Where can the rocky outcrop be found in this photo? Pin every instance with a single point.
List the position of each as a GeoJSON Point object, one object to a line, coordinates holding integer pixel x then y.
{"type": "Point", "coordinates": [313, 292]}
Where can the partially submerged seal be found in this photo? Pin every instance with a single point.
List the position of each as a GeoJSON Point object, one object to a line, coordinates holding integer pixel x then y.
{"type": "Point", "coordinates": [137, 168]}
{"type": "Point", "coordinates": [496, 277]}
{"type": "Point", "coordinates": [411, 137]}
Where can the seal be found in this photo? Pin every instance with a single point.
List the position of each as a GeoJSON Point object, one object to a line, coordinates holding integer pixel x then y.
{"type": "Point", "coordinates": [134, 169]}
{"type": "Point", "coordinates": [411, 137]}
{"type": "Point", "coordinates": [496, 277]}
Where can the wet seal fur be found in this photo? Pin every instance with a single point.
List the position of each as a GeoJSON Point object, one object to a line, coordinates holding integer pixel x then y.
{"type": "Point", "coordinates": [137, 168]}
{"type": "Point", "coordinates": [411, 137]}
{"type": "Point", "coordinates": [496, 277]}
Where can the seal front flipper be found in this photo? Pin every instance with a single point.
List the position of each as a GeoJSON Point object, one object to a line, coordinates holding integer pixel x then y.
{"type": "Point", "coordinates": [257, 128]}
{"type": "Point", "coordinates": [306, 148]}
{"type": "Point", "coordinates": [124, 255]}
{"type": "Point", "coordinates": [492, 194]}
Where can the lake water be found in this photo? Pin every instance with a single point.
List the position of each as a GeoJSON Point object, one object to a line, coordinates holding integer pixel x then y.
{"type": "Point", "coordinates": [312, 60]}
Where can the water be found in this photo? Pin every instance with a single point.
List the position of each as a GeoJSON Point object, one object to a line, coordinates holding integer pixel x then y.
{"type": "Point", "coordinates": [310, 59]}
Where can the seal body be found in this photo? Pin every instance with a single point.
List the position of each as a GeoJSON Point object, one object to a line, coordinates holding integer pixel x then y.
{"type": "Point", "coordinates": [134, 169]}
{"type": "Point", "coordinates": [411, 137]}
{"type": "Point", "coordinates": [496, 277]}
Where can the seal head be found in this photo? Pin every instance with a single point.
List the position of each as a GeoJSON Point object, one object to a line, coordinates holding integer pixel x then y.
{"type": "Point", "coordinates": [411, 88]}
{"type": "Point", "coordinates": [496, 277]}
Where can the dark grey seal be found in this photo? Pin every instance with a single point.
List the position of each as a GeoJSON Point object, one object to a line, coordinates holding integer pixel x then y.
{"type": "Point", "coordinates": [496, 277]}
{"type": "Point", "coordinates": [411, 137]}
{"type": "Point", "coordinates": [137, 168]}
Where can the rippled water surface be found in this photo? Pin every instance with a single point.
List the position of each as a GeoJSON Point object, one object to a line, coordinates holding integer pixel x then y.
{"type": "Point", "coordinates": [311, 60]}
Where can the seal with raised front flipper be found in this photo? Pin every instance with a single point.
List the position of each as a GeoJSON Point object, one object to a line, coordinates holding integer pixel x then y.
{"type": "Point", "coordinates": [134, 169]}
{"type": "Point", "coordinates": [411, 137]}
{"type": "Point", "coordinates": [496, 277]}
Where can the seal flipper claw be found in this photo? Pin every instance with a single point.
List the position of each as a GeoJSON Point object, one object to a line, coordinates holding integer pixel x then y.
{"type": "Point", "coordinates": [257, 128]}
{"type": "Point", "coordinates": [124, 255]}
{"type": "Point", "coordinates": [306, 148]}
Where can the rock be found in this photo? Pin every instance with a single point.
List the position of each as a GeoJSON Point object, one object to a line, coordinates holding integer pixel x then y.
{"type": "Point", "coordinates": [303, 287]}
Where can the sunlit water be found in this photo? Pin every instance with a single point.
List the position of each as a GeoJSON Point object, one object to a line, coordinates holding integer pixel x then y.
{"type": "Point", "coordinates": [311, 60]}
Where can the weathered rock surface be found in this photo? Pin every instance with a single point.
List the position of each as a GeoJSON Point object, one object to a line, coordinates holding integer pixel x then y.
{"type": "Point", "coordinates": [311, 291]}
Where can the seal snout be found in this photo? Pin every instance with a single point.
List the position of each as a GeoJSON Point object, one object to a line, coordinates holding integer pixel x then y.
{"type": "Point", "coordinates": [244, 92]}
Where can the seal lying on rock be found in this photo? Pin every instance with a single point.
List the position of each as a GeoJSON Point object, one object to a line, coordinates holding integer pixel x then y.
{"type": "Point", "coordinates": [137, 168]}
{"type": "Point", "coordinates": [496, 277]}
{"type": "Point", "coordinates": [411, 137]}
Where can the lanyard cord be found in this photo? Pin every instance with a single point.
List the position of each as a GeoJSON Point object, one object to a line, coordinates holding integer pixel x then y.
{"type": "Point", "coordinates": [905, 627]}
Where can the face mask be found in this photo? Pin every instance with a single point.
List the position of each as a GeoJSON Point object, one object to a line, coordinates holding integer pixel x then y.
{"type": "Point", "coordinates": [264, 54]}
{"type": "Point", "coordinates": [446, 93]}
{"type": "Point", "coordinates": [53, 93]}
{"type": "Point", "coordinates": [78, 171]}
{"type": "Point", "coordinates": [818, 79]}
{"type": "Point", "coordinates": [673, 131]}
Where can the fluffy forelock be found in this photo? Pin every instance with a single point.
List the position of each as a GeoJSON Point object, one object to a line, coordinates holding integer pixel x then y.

☆ ☆ ☆ ☆

• _Short exercise_:
Please quote the data above in full, with no line missing.

• _Written solution_:
Where can the rocky outcrop be found in this photo? Pin every instance with a single point.
List the position of each as a GeoJSON Point object, one object to a line, coordinates holding integer pixel x then y.
{"type": "Point", "coordinates": [313, 292]}
Where can the partially submerged seal be found in this photo? Pin every instance with a single point.
List the position of each as a GeoJSON Point object, one object to a line, coordinates holding integer pixel x then y.
{"type": "Point", "coordinates": [137, 168]}
{"type": "Point", "coordinates": [496, 277]}
{"type": "Point", "coordinates": [411, 137]}
Where can the seal be found in this photo? Pin every instance with a single point.
List the position of each as a GeoJSON Point object, one object to a line, coordinates holding integer pixel x then y.
{"type": "Point", "coordinates": [134, 169]}
{"type": "Point", "coordinates": [411, 137]}
{"type": "Point", "coordinates": [496, 277]}
Where can the wet seal fur be found in this photo? Pin every instance with a single point.
List the position of each as a GeoJSON Point object, one object to a line, coordinates holding integer pixel x then y.
{"type": "Point", "coordinates": [137, 168]}
{"type": "Point", "coordinates": [411, 137]}
{"type": "Point", "coordinates": [496, 277]}
Where can the seal front flipper be found in this photo? Pin every instance with a single point.
List the position of each as a GeoJSON Point object, one object to a line, coordinates holding integer pixel x then y.
{"type": "Point", "coordinates": [257, 128]}
{"type": "Point", "coordinates": [306, 148]}
{"type": "Point", "coordinates": [124, 255]}
{"type": "Point", "coordinates": [492, 194]}
Where can the lake water be found in this photo? Pin every instance with a single point.
List the position of each as a GeoJSON Point object, one object to a line, coordinates holding integer pixel x then y.
{"type": "Point", "coordinates": [312, 60]}
Where can the water be found in this photo? Pin every instance with a single point.
List the position of each as a GeoJSON Point object, one object to a line, coordinates holding integer pixel x then y.
{"type": "Point", "coordinates": [310, 59]}
Where can the seal body be found in this photo? Pin every instance with a single point.
List the position of each as a GeoJSON Point object, one object to a line, coordinates holding integer pixel x then y.
{"type": "Point", "coordinates": [134, 169]}
{"type": "Point", "coordinates": [411, 137]}
{"type": "Point", "coordinates": [496, 277]}
Where can the seal head be found in this photo? Pin every instance with a single point.
List the position of each as a GeoJSON Point object, one object to a line, coordinates holding integer pixel x then y.
{"type": "Point", "coordinates": [411, 88]}
{"type": "Point", "coordinates": [496, 277]}
Where can the dark grey seal be found in this photo? Pin every instance with a single point.
List the position of each as a GeoJSON Point object, one object to a line, coordinates holding integer pixel x then y.
{"type": "Point", "coordinates": [496, 277]}
{"type": "Point", "coordinates": [411, 137]}
{"type": "Point", "coordinates": [137, 168]}
Where can the rippled water surface be found in this photo? Pin every instance with a single point.
List the position of each as a GeoJSON Point object, one object to a line, coordinates holding integer pixel x then y.
{"type": "Point", "coordinates": [311, 60]}
Where can the seal with raised front flipper be found in this photo? Pin every instance with a single point.
List the position of each as a GeoJSON Point object, one object to a line, coordinates holding integer pixel x then y.
{"type": "Point", "coordinates": [134, 169]}
{"type": "Point", "coordinates": [411, 137]}
{"type": "Point", "coordinates": [496, 277]}
Where can the seal flipper claw be found in this photo? Pin every instance with a single point.
List the position of each as a GeoJSON Point object, one object to a line, coordinates holding integer pixel x then y.
{"type": "Point", "coordinates": [257, 128]}
{"type": "Point", "coordinates": [124, 255]}
{"type": "Point", "coordinates": [306, 148]}
Where can the rock be found in this photo? Pin every instance with a single point.
List the position of each as a GeoJSON Point object, one object to a line, coordinates holding integer pixel x then y.
{"type": "Point", "coordinates": [303, 287]}
Where can the sunlit water be found in this photo? Pin every instance with a single point.
List the position of each as a GeoJSON Point object, one object to a line, coordinates holding integer pixel x then y.
{"type": "Point", "coordinates": [311, 60]}
Where can the weathered rock surface be found in this photo? Pin every instance with a single point.
List the position of each as a GeoJSON Point object, one object to a line, coordinates holding integer pixel x then y.
{"type": "Point", "coordinates": [311, 291]}
Where can the seal snout be found in this photo? Pin every instance with a single point.
List the position of each as a GeoJSON Point object, one object to a line, coordinates holding integer pixel x then y.
{"type": "Point", "coordinates": [244, 92]}
Where can the seal lying on rock be found in this photo? Pin every instance with a single point.
List the position of each as a GeoJSON Point object, one object to a line, coordinates holding integer pixel x then y.
{"type": "Point", "coordinates": [137, 168]}
{"type": "Point", "coordinates": [496, 277]}
{"type": "Point", "coordinates": [411, 137]}
Where can the lanyard cord be found in this photo? Pin every instance with a single point.
List the position of each as a GeoJSON Point object, one object to a line, coordinates holding integer pixel x then y.
{"type": "Point", "coordinates": [905, 627]}
Where can the face mask be found in this photo? Pin every instance with a single point.
List the position of each as a GeoJSON Point object, one object to a line, coordinates holding integer pixel x then y.
{"type": "Point", "coordinates": [264, 54]}
{"type": "Point", "coordinates": [446, 93]}
{"type": "Point", "coordinates": [53, 93]}
{"type": "Point", "coordinates": [78, 171]}
{"type": "Point", "coordinates": [818, 79]}
{"type": "Point", "coordinates": [673, 131]}
Where can the fluffy forelock be found in this photo? Pin every instance with a single point.
List the position of each as a GeoJSON Point object, one object to a line, coordinates holding integer pixel x then y.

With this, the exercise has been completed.